Data to process:
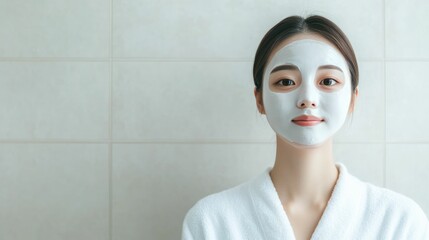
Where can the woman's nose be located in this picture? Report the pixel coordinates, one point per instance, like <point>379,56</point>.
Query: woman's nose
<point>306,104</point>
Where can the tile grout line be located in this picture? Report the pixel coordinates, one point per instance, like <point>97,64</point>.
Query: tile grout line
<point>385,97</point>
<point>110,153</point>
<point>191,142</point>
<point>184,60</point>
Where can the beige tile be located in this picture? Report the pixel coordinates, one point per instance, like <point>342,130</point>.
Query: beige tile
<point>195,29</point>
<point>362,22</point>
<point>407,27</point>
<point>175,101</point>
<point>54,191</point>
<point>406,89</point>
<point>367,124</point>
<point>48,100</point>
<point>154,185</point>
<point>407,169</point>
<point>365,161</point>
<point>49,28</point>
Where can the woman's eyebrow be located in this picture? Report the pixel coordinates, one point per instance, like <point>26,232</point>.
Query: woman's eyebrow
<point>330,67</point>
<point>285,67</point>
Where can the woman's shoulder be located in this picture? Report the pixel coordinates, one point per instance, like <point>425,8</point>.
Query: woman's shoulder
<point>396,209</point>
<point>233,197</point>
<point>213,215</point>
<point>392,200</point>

Task: For every line of the entries holding the string "picture", add one to a tally; give the final figure only.

Solution: 5